» **PROBLEM TO WORK ON**:
Report how many lines of the material contain the string "class". Add nothing beyond the number.

▽

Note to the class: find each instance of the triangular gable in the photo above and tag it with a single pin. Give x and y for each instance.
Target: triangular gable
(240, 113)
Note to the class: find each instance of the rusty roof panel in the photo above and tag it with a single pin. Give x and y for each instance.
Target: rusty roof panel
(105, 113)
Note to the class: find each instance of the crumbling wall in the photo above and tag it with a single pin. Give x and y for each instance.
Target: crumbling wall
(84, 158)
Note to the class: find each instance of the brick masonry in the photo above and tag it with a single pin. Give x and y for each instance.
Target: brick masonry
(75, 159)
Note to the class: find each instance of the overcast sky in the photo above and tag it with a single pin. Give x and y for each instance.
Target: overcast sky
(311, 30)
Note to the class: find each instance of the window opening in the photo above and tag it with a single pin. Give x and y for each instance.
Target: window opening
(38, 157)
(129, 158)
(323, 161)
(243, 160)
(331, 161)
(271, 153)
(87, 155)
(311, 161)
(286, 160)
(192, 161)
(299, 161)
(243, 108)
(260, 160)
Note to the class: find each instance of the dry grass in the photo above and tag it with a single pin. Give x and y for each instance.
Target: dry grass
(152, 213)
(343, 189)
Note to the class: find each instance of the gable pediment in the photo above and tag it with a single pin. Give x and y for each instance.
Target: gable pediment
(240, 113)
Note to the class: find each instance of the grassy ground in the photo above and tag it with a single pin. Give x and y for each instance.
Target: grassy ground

△

» **TASK SOLUTION**:
9